Dataset records
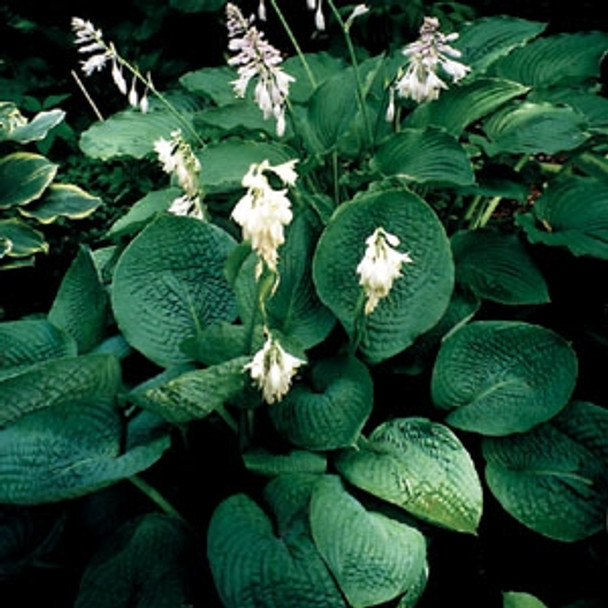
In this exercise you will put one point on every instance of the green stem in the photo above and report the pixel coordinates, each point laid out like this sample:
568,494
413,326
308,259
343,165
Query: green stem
294,41
353,58
156,497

■ **Written request**:
Each entry should be repeated exactly as it appears; the pictures stay out.

■ **Output of the exercise**:
In this exercise you will put one point on every instance of the green stem in the photo above and report the pixel coordinates, each point laid out like this sample:
568,494
413,326
308,259
343,165
Query: green stem
294,41
353,58
156,497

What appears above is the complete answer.